▸ **What you need to do**
Extract every line from the rows that contains the word "distant", copying each one in full. Case counts.

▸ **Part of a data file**
'''
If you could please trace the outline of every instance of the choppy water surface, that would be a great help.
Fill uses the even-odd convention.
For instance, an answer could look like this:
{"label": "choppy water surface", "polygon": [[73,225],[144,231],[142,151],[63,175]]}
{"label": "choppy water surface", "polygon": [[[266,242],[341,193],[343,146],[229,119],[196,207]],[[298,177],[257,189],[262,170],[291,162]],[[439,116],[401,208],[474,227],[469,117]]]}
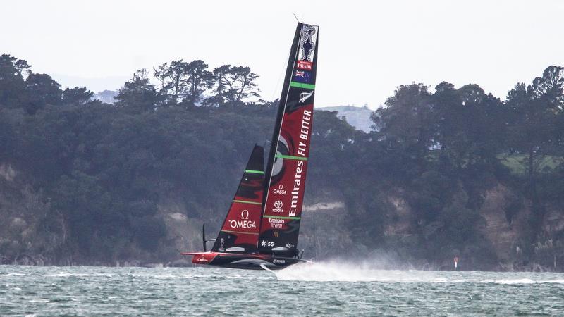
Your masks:
{"label": "choppy water surface", "polygon": [[564,274],[0,266],[9,314],[564,316]]}

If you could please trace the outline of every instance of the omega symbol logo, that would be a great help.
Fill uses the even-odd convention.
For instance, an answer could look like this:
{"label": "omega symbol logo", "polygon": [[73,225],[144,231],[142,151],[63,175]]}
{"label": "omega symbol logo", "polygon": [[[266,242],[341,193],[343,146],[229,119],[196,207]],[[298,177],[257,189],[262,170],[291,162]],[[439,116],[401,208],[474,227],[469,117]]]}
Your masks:
{"label": "omega symbol logo", "polygon": [[241,211],[241,219],[243,220],[248,220],[249,219],[249,211],[247,209],[243,210]]}

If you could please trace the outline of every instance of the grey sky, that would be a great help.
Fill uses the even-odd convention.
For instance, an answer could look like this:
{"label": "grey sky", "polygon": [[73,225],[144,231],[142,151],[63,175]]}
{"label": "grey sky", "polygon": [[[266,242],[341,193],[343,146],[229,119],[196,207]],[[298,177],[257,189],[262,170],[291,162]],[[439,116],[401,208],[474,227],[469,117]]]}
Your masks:
{"label": "grey sky", "polygon": [[396,87],[476,83],[503,99],[564,66],[558,1],[4,1],[0,53],[63,86],[114,89],[172,59],[249,66],[273,99],[295,27],[320,25],[316,104],[368,104]]}

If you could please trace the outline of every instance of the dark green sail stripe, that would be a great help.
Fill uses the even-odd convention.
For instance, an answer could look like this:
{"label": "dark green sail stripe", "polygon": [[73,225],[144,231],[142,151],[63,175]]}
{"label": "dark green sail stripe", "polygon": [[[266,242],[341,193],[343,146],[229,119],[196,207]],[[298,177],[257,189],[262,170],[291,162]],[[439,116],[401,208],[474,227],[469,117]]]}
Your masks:
{"label": "dark green sail stripe", "polygon": [[290,160],[307,161],[307,157],[294,156],[292,156],[292,155],[276,154],[276,157],[280,158],[290,158]]}
{"label": "dark green sail stripe", "polygon": [[290,82],[290,87],[296,87],[298,88],[305,88],[307,89],[314,89],[315,85],[312,84],[303,84],[302,82]]}
{"label": "dark green sail stripe", "polygon": [[264,172],[262,170],[245,170],[245,173],[250,173],[251,174],[264,174]]}
{"label": "dark green sail stripe", "polygon": [[257,202],[255,202],[255,201],[247,201],[246,200],[237,200],[237,199],[234,199],[233,202],[240,202],[240,203],[243,203],[243,204],[252,204],[253,205],[262,205],[262,203],[257,203]]}
{"label": "dark green sail stripe", "polygon": [[278,218],[278,219],[297,219],[297,220],[300,220],[300,219],[302,218],[302,217],[284,217],[284,216],[268,216],[268,215],[264,215],[264,218]]}

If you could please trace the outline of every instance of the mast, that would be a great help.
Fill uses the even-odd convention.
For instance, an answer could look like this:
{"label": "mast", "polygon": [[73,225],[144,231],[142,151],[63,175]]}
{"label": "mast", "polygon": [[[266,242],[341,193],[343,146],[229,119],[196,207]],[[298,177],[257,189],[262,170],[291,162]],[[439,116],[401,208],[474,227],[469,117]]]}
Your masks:
{"label": "mast", "polygon": [[[284,116],[286,104],[288,100],[288,92],[290,89],[290,80],[292,77],[292,73],[294,70],[294,61],[296,60],[296,56],[298,55],[298,45],[299,44],[300,31],[302,30],[302,24],[301,23],[298,23],[298,26],[295,27],[295,33],[294,34],[294,39],[292,41],[292,46],[290,49],[290,56],[288,57],[288,66],[286,66],[286,73],[284,75],[284,84],[282,86],[282,95],[280,97],[278,111],[276,112],[276,121],[274,123],[274,130],[272,131],[272,141],[270,142],[269,158],[266,161],[266,170],[264,172],[265,180],[270,180],[272,175],[272,166],[274,163],[274,155],[276,154],[276,144],[278,144],[278,139],[280,135],[280,129],[282,126],[282,117]],[[268,192],[267,191],[269,186],[270,184],[269,184],[268,182],[264,182],[264,193]],[[264,203],[266,201],[266,194],[264,195],[262,201],[263,213],[264,211]]]}

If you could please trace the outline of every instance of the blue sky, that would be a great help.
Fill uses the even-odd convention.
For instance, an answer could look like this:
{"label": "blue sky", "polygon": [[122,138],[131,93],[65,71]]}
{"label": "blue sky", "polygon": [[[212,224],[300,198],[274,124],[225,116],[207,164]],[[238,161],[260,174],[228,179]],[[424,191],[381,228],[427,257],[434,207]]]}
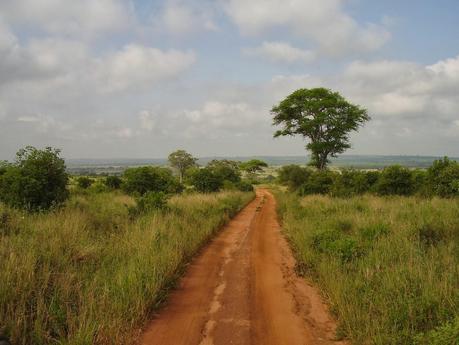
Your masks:
{"label": "blue sky", "polygon": [[297,155],[272,105],[325,86],[353,154],[459,156],[459,2],[3,0],[0,159]]}

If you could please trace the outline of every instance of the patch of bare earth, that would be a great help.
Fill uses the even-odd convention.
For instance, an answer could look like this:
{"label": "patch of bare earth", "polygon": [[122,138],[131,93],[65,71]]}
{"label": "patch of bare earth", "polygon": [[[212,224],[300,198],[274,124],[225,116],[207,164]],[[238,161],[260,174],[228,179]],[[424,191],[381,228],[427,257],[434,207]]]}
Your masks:
{"label": "patch of bare earth", "polygon": [[294,268],[274,197],[260,189],[192,262],[141,344],[344,344]]}

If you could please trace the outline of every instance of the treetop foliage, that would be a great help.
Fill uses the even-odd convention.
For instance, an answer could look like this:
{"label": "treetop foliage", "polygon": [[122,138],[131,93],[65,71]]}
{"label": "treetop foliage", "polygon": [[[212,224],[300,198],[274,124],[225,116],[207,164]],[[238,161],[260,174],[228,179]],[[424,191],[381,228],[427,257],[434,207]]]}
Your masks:
{"label": "treetop foliage", "polygon": [[47,210],[68,197],[65,161],[61,151],[27,146],[14,163],[0,164],[0,199],[11,207]]}
{"label": "treetop foliage", "polygon": [[370,119],[367,111],[325,88],[299,89],[271,110],[274,125],[282,129],[274,137],[301,135],[309,139],[311,165],[324,169],[328,157],[350,148],[349,134]]}

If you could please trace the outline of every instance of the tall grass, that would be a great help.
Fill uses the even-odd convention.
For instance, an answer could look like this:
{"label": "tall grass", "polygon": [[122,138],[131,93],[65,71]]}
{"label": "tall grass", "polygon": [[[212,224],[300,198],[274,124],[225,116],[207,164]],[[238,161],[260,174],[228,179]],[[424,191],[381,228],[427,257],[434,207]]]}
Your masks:
{"label": "tall grass", "polygon": [[459,201],[277,193],[298,270],[354,344],[459,344]]}
{"label": "tall grass", "polygon": [[0,205],[0,332],[17,345],[133,343],[186,262],[251,198],[178,196],[136,219],[116,193],[48,214]]}

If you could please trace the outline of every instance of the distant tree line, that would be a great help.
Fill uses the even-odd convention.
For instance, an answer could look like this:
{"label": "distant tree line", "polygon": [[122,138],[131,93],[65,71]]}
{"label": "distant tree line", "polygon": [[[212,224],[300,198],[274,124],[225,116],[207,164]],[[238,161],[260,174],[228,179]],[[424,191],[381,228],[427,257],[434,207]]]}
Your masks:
'''
▸ **Expected answer**
If you could please trace the outline of every instance of the distant tree line, that would be a great help.
{"label": "distant tree line", "polygon": [[122,138],[131,93],[65,71]]}
{"label": "distant tree line", "polygon": [[[212,224],[300,198],[274,124],[225,116],[207,164]],[[238,161],[260,174],[228,179]],[[424,191],[381,228],[427,257],[434,207]]]}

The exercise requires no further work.